Exercise brief —
Recast the listing below as a Markdown table with the columns Row and Text, numbering each line and skipping any blank lines. Omit the pictures from the table.

*** Stored rows

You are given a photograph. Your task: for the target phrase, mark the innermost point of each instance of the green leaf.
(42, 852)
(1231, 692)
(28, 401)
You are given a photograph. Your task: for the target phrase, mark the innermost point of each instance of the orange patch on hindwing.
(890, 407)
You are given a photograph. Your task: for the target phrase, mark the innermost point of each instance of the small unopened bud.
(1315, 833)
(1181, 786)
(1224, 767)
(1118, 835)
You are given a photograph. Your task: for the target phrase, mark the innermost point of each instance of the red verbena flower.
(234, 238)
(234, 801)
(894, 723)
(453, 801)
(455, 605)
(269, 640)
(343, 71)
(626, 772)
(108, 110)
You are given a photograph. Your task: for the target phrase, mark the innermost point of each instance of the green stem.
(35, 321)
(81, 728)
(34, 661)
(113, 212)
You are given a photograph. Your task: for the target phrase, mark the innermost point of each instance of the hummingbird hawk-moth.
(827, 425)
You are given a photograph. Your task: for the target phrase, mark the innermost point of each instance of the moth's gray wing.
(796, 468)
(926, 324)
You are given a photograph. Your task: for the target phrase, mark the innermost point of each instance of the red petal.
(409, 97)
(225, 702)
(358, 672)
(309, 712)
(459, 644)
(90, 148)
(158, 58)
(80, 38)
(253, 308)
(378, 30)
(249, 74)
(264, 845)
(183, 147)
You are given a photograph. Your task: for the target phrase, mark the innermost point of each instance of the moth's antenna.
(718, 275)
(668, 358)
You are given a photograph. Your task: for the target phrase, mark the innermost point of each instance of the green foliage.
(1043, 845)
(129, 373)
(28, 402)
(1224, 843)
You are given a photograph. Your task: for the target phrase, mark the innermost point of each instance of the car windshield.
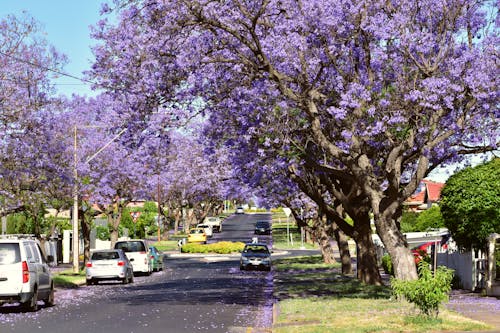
(256, 249)
(108, 255)
(9, 253)
(132, 246)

******

Expected answer —
| Row | Text |
|---|---|
| 1 | You are given a photograph. Your task: for the target phrase, mark the innermost point of each instance of the green leaf. |
| 2 | (42, 852) |
| 3 | (1231, 692) |
| 4 | (28, 401) |
| 5 | You are given a photograph. Your task: for the target phrase, mark the innermost point of each instance of the orange patch on hindwing. |
| 6 | (890, 407) |
| 7 | You are given a photograph. Your task: for the target phrase, mark the innermost point of each instance of the small unopened bud. |
| 8 | (1315, 833) |
| 9 | (1181, 786) |
| 10 | (1224, 767) |
| 11 | (1118, 835) |
| 12 | You are given a photograph. Your task: for the target phrase, mark the innermost point of each instance of the red verbena flower. |
| 13 | (234, 238) |
| 14 | (234, 801) |
| 15 | (894, 723) |
| 16 | (453, 801) |
| 17 | (455, 605) |
| 18 | (269, 640) |
| 19 | (343, 71) |
| 20 | (626, 772) |
| 21 | (108, 110) |
| 22 | You are given a photograph. Your task: for the target phrase, mark the innermost point of each instance of the green stem. |
| 23 | (35, 321) |
| 24 | (81, 728) |
| 25 | (34, 661) |
| 26 | (113, 212) |
| 27 | You are given a photograph. Your task: for the target phrase, mark the innermost point of each instance of the hummingbird hawk-moth. |
| 28 | (827, 425) |
| 29 | You are given a photograph. Your task: for the target phrase, mark the innermost point of each instance of the moth's gray wing. |
| 30 | (796, 468) |
| 31 | (926, 324) |
| 32 | You are given a photograph. Your task: for the target phrase, mark the innermost point of each instance of the red petal. |
| 33 | (409, 97) |
| 34 | (225, 702) |
| 35 | (358, 672) |
| 36 | (309, 712) |
| 37 | (459, 644) |
| 38 | (90, 148) |
| 39 | (158, 58) |
| 40 | (80, 38) |
| 41 | (253, 308) |
| 42 | (378, 30) |
| 43 | (249, 74) |
| 44 | (264, 845) |
| 45 | (183, 147) |
| 46 | You are given a photograph. Your task: for the target phrase, mark the innermost point of each instance of the moth's antenna. |
| 47 | (718, 275) |
| 48 | (668, 358) |
| 49 | You are given a photograph. Your task: for the target phrase, mark the innermost point of each instance of the green foliage. |
| 50 | (1043, 845) |
| 51 | (129, 373) |
| 52 | (28, 402) |
| 53 | (1224, 843) |
| 54 | You are given a photograph. Your task: for the target phrase, mark the innermost point of each instance of the car windshield. |
| 55 | (256, 249) |
| 56 | (108, 255) |
| 57 | (9, 253) |
| 58 | (132, 246) |